* _Exercise tasks_
1. Answer these questions about the passage on faith below, each in one short line.
(a) According to the boat guide, how did the Ganges River start?
(b) Which chapter of Jeremiah was part of the daily Bible reading that week?
(c) On what date did the Jerusalem Post print the story about the clay seal?
2. Resume the passage on faith below, picking up right after its final sentence.

* _Text shown_
========================================================================

You want a blind faith; take Hinduism. When I was in a boat on the Ganges River in India several years ago, the guide in the boat told about how a Hindu goddess tripped in heaven and fell out of the sky, and the spot where she landed on earth gushed out water and that is how the Ganges River started. I looked that man in the eye and asked him flat out: “Do you really believe that actually happened?” He never would answer me. THAT is unreasonable faith.

You want a reasonable faith, take Christianity. Every year that goes by, archeological digs uncover more and more historical artifacts that corroborate that what the Bible says is accurate and true.

Let me give you just one example from our daily Bible reading this week. We read in Jeremiah 38 how the prophet Jeremiah was persecuted by some of the officials in Jerusalem. One of those officials was named Gedaliah, the son of Pashhur. Who knows if this was a real guy or not; maybe they just made it up. Well, on August 9, 2008, the Jerusalem Post printed a story that archeologists had unearthed a 2,600 year old clay seal, bearing the name of Gedaliah the son of Pashhur, an official in Jerusalem!

========================================================================

[Records from a data source]
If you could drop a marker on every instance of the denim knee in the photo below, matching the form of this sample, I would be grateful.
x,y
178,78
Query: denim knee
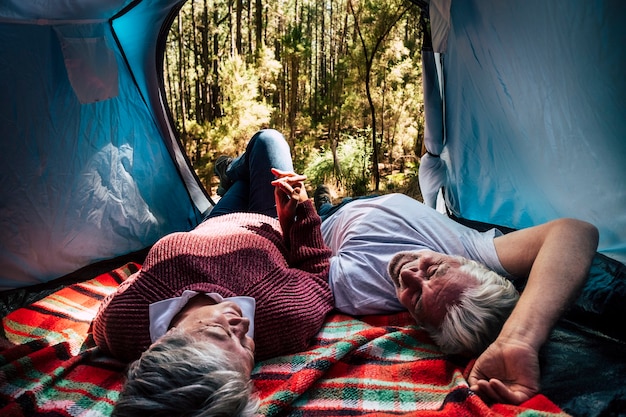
x,y
268,138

========================================================================

* _Answers to the problems_
1.
(a) A Hindu goddess tripped in heaven and fell out of the sky, and water gushed out of the spot where she landed.
(b) Jeremiah 38.
(c) August 9, 2008.

2.
And we could spend all hour giving examples like that. History and archeology continually reinforce the accuracy of the Bible. And even Jesus Himself, I Corinthians 15 says, was seen alive by 500 people at one time, who at the time I Corinthians was written, were “still alive to this day,” bearing witness — many of them going to their deaths under torture, testifying that they had seen this Man alive!
— Now does that “prove” it? No.
— Is it still “faith.” Yes.
— But is it “blind, unreasonable” faith? Absolutely not. Not when it is corroborated by credible witnesses who were known to their contemporaries. Not when it is continually attested by history and archeology. Christianity is the most reasonable, the most accurate, and the most historically grounded faith on the planet, hands down.

Blaise Pascal, the great mathematician, had it right: “There is enough light for those who want to believe — and enough shadows to blind those who don’t.” It’s not “blind faith,” but faith is believing — on the basis of good evidence — this God and this Jesus whom we have never seen.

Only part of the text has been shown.